-------- Selected excerpt --------
CIO&Leader: Where do you draw the line on autonomy? Which decisions can AI agents make on their own today, and which decisions are strictly off-limits for machines? 

Ajay Ajmera: I look at AI autonomy as a risk and accountability issue, not just a technological capability. Our framework for delegating decisions comes down to impact and reversibility. Today, agents act independently only in structured environments where their actions are measurable and correctable, such as triggering predefined workflows, prioritising cases, or executing small-value transactions. 

“If an error carries high or irreversible consequences, a human must retain final accountability. AI manages scale and volume beautifully, but true judgment and ethical context remain uniquely human.” 
 

However, decisions that carry material financial, regulatory, or human consequences remain strictly off-limits. Hiring, terminations, strategic investments, and vendor negotiations require nuanced judgment that machines simply don’t possess. Our operating principle is straightforward: if an error carries high or irreversible consequences, a human must retain final accountability. AI manages scale and volume beautifully, but true judgment and ethical context remain uniquely human. Autonomy will expand in our organisation, but only as explainability and governance mature alongside it. 

CIO&Leader: What level of risk have you delegated to AI? In practical terms, what is the maximum financial, operational, or reputational impact you are comfortable allowing an AI agent to carry? 

Ajay Ajmera: We take a highly structured approach to risk delegation. At our current maturity level, we cap AI autonomy at low-to-moderate risk within tightly governed, reversible parameters. From a financial standpoint, AI operates strictly within predefined transaction thresholds; any material exposure automatically defaults to human authorisation.
--------
■ Task 1 ■
According to the interview excerpt on AI autonomy, what two factors does the framework for delegating decisions come down to?
The interview excerpt and the entries after it have nothing to do with each other.
-------- Given records --------
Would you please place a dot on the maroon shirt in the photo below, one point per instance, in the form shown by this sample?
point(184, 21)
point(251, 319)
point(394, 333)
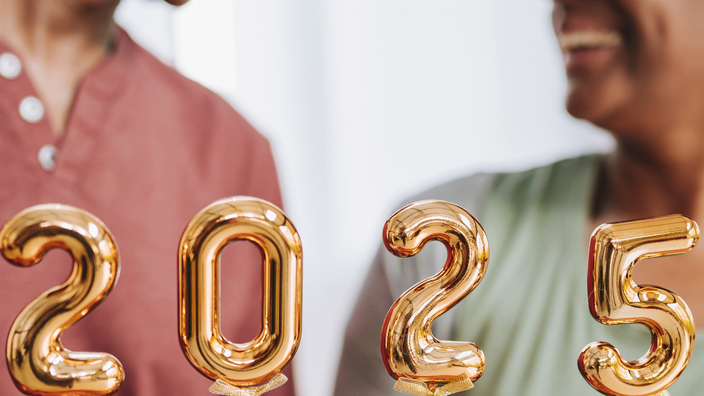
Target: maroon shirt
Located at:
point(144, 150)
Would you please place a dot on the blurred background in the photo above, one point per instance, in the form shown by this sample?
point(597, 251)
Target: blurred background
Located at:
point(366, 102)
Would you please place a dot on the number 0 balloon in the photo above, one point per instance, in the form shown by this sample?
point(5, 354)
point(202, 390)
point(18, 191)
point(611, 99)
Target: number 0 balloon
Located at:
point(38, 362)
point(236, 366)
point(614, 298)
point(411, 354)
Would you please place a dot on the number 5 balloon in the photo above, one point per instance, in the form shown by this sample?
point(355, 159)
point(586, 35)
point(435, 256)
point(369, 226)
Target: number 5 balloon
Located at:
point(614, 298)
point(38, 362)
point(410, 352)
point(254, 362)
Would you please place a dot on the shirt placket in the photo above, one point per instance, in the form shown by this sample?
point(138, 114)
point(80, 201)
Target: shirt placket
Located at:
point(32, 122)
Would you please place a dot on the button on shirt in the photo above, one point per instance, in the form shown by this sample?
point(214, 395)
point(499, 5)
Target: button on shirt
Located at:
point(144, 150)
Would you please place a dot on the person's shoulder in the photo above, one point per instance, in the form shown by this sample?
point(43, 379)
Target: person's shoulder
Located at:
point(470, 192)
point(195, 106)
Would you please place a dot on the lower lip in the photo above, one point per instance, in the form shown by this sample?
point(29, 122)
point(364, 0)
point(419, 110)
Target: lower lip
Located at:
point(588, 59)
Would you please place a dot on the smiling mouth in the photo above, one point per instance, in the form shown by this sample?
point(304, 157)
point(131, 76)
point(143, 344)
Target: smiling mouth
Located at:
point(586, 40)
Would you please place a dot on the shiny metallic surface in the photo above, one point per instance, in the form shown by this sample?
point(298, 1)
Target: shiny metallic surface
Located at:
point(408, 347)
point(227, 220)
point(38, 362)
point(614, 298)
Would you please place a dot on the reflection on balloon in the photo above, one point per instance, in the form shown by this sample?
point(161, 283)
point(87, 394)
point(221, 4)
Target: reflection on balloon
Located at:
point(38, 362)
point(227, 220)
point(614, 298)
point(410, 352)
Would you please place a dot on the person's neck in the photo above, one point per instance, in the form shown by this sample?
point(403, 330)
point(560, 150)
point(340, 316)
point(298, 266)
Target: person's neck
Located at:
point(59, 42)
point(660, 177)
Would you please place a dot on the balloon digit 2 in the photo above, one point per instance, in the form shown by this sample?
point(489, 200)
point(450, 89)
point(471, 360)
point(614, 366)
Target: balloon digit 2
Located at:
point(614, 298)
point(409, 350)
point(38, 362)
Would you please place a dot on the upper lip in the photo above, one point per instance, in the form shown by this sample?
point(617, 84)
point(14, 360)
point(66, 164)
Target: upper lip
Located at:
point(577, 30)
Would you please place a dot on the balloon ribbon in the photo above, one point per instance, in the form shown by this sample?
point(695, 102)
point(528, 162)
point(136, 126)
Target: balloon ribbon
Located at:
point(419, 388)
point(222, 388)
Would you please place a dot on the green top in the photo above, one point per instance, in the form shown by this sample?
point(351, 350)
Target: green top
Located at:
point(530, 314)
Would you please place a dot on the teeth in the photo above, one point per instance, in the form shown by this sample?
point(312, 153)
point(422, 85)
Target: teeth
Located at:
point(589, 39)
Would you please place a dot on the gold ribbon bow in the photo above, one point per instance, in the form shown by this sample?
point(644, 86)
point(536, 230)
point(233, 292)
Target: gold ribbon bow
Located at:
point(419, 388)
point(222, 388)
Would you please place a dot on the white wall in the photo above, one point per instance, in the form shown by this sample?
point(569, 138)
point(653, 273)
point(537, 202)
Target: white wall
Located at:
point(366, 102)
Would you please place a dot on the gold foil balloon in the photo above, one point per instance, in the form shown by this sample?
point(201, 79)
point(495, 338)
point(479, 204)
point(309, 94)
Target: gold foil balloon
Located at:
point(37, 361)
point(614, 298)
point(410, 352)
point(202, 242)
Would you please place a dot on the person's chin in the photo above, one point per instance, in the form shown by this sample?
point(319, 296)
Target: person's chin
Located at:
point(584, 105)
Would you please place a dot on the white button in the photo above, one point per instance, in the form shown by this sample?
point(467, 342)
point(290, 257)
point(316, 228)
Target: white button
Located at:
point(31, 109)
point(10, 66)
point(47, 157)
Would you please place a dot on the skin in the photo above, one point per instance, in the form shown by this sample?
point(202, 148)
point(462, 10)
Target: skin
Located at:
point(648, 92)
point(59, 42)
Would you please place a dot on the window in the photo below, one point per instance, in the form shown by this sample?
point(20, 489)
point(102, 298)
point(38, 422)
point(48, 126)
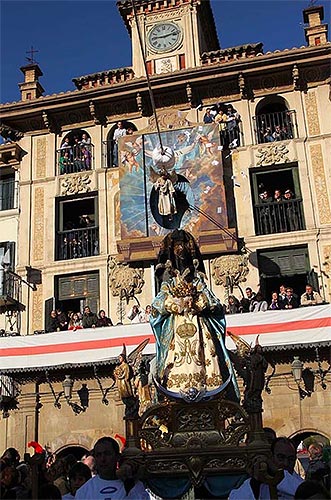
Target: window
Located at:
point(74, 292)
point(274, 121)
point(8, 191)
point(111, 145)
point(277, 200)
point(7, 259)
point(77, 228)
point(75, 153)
--------
■ Task 2 ■
In the entries, edit the lines between the one holding "Would you please place a dot on the blurred" and the one holding "point(254, 362)", inclusive, so that "balloon" becomes "candle" with nothing else changed, and return only those lines.

■ Finished answer 1 ■
Impact and reversibility.

■ Finished answer 2 ■
Would you please place a dot on the blurred background in the photo above, one point per instance, in the form shown by this sample?
point(597, 251)
Target: blurred background
Located at:
point(366, 102)
Would you please place a dot on the number 0 candle in the photo above, one point per instance, in the form shown by this sample?
point(5, 354)
point(202, 390)
point(18, 191)
point(611, 99)
Target: number 0 candle
Located at:
point(38, 362)
point(236, 366)
point(614, 298)
point(411, 354)
Would you please place a dot on the number 5 candle in the photo above, one point per instance, in the form shown by this sample?
point(355, 159)
point(586, 35)
point(435, 256)
point(369, 226)
Target: number 5 candle
Located at:
point(614, 298)
point(38, 362)
point(410, 352)
point(254, 362)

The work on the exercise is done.